_CHECK YOUR UNDERSTANDING:_
a) According to the blog post on leveling up, in what year did Ashley first appear as a guest blogger?
b) From the blog post on leveling up, reproduce word for word the passage that begins at the words "I’ve been on" and stops after "(lather, rinse, repeat).".

_GIVEN TEXT:_

========

Peloton
Leveling up: Time to take the difficult path
Hey there, friends! Ashley here. I am the lucky one who gets to help Lori with To Serve Well. You heard from me once, back in 2017. It’s funny, because I only vaguely remember the woman who guest blogged that post about self care. In fact, for a while, I lost her.
I’ve been on a journey for years now – mostly physical health. You know that vicious cycle where you lose the weight and gain it back (lather, rinse, repeat).
But right now, I’m on a different journey – a journey to grow. A journey to level up. I’m on a journey to discover more about my own capacity to learn, to become more patient, kind, innovative and effective. I’m on a journey of evolution, watching the rewards trickle out into every part of my life, from the office to my dating life (a generous term, but we are rolling with it).
There’s absolutely nothing special about my ability to accomplish this over anyone else. It is sometimes messy and always hard, but it’s worth it.

========

_INFORMATION SUPPLIED:_
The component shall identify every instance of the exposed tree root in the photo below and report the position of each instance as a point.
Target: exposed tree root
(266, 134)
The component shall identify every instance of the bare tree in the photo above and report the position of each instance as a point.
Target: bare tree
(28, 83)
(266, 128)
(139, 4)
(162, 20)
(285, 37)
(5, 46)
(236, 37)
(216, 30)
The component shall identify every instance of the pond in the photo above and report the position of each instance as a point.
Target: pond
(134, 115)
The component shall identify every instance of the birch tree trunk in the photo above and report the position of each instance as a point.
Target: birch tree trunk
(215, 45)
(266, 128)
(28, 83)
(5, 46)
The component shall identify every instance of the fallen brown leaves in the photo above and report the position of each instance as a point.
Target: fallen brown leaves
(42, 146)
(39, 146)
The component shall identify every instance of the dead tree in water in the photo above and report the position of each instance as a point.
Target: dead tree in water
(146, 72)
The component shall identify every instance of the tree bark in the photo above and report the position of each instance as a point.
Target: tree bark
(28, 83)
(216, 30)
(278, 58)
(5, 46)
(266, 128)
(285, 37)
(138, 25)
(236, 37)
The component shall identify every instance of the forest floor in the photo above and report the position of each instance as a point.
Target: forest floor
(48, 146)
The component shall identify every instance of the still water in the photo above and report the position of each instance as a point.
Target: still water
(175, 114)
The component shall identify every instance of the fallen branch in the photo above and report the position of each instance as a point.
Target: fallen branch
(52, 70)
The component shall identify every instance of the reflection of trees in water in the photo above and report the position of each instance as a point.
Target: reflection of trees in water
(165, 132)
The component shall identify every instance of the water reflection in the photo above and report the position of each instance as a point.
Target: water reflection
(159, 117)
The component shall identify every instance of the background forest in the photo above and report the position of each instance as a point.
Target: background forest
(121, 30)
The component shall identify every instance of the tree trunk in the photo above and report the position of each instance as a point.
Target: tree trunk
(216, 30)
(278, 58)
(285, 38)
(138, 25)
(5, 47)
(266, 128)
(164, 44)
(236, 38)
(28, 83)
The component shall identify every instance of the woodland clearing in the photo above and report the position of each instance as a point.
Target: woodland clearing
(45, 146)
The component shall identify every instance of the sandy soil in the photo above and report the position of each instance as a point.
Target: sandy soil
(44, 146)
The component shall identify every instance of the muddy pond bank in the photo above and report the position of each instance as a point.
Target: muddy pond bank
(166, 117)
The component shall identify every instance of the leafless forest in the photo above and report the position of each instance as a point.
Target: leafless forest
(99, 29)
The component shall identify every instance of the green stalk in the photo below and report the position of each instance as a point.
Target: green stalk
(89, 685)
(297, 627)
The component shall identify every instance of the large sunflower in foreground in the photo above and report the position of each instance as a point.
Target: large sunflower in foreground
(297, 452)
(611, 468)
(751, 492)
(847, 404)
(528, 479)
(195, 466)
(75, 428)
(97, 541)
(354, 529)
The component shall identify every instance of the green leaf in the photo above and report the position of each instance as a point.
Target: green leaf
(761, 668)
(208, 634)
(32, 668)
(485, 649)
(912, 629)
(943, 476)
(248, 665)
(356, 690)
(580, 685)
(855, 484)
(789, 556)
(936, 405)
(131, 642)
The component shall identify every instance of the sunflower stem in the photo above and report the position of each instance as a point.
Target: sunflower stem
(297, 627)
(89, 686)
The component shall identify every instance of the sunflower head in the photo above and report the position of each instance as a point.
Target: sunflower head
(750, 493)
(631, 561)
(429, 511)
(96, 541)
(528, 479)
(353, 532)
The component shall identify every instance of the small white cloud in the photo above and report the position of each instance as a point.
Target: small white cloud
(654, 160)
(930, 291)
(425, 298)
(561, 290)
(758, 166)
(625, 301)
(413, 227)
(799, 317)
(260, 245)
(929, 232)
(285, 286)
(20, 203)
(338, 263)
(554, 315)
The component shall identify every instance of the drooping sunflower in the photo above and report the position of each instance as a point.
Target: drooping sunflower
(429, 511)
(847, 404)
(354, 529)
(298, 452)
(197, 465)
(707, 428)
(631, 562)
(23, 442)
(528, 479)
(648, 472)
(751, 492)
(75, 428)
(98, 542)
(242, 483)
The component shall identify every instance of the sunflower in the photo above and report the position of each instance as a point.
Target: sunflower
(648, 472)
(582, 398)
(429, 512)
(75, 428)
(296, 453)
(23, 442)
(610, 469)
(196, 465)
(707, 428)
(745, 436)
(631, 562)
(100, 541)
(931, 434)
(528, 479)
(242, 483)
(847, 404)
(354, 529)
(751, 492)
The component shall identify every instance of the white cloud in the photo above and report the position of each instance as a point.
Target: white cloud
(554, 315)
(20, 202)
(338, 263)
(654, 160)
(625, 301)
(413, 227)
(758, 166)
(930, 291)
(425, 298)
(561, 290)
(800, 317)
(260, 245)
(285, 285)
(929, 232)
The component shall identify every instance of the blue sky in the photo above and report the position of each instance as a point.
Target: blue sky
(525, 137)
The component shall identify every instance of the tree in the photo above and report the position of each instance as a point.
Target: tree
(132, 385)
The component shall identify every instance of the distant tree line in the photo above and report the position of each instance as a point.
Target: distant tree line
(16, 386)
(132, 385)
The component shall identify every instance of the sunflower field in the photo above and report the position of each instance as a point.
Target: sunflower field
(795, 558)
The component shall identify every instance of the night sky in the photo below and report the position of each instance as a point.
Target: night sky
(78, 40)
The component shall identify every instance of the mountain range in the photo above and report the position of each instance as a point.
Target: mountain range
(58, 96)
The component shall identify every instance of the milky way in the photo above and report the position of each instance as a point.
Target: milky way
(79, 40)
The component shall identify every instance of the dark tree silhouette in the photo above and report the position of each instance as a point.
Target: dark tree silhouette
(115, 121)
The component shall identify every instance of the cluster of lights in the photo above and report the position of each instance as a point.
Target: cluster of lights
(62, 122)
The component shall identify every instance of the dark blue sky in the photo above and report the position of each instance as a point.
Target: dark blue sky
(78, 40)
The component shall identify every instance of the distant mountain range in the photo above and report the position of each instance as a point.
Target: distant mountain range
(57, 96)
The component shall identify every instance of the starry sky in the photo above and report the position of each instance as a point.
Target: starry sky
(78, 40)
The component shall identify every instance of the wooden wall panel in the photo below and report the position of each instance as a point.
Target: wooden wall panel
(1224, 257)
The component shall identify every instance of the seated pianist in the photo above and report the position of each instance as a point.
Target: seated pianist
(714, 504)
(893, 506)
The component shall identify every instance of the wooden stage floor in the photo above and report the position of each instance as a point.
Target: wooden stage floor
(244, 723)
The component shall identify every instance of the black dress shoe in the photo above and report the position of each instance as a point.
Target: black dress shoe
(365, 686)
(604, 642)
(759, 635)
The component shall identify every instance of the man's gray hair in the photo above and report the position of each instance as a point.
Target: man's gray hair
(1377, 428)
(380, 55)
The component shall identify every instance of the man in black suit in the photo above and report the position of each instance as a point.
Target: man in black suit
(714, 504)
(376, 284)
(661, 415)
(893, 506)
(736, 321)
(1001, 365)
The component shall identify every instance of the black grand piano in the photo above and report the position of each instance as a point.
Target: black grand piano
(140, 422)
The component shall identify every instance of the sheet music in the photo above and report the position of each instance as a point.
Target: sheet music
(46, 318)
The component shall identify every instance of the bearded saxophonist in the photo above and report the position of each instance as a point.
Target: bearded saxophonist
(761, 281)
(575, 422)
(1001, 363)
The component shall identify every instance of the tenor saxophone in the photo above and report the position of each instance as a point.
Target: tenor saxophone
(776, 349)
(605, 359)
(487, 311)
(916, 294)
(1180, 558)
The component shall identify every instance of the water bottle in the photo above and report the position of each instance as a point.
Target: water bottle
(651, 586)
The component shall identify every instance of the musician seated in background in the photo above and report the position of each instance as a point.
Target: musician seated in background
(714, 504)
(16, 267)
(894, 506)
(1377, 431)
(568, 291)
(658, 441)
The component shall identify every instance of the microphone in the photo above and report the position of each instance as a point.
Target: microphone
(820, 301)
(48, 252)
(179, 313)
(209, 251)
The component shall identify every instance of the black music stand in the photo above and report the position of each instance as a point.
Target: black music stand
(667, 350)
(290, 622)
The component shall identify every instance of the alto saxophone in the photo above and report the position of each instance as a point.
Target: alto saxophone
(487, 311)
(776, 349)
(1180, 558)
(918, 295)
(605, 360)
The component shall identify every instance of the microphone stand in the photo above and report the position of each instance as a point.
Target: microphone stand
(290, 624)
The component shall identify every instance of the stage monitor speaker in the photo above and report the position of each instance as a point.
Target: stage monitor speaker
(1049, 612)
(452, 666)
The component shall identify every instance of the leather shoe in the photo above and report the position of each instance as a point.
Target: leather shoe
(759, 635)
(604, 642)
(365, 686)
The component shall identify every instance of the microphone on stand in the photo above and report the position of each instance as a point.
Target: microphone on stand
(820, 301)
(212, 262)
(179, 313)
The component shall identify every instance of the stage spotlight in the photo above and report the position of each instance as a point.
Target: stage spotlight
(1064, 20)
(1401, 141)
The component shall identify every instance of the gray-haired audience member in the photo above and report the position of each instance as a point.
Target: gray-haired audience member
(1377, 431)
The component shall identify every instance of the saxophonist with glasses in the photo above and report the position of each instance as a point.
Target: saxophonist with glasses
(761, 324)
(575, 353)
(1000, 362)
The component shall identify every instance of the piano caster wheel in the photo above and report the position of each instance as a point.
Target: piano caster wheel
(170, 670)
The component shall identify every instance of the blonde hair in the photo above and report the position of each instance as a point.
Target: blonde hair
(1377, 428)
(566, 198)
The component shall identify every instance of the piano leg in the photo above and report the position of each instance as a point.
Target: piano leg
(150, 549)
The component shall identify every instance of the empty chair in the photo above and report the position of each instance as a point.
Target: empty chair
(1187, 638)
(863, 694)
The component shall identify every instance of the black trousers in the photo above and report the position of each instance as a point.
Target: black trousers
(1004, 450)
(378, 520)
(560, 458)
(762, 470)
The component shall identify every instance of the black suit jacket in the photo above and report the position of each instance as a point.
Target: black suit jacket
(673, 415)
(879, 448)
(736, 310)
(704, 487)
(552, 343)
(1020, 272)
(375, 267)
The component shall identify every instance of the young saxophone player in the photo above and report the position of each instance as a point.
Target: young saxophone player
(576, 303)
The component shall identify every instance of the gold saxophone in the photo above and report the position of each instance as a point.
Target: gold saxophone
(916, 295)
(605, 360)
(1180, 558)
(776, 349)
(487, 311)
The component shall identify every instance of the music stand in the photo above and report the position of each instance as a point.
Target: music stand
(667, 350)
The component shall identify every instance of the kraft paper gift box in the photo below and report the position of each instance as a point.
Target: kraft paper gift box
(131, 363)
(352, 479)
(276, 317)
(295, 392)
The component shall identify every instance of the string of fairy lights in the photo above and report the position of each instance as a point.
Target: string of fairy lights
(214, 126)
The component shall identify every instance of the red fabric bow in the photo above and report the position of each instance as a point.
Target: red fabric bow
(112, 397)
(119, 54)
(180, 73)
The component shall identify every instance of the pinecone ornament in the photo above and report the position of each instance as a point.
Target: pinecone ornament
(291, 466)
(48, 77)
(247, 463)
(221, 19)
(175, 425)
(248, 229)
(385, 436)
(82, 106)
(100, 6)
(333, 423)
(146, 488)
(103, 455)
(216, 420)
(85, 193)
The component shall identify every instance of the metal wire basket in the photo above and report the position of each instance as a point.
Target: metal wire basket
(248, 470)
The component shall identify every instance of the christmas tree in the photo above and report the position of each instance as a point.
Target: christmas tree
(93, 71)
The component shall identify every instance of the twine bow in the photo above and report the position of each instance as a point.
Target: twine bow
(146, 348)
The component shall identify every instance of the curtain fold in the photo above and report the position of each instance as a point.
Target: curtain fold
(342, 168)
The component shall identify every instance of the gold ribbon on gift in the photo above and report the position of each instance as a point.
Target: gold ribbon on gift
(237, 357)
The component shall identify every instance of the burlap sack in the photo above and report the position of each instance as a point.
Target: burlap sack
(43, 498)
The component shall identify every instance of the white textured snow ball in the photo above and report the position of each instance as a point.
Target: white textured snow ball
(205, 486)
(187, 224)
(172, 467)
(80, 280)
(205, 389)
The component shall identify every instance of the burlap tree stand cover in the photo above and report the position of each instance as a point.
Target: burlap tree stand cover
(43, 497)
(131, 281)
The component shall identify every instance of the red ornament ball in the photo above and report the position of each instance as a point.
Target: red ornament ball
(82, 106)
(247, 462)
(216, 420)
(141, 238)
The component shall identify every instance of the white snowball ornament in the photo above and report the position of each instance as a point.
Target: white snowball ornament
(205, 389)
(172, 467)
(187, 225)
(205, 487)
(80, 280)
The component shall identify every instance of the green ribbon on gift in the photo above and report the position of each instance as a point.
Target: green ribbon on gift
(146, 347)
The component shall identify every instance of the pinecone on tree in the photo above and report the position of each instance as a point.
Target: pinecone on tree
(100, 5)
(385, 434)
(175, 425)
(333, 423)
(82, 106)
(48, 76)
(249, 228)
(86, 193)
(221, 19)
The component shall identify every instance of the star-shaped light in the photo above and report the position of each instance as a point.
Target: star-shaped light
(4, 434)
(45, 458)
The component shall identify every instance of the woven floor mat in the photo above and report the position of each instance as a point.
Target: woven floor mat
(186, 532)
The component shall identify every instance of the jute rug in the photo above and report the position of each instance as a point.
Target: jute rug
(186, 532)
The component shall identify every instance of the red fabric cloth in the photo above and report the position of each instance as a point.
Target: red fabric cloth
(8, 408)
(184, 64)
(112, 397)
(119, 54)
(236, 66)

========

_RESULTS FOR THE EXERCISE:_
a) 2017

b)
I’ve been on a journey for years now – mostly physical health. You know that vicious cycle where you lose the weight and gain it back (lather, rinse, repeat).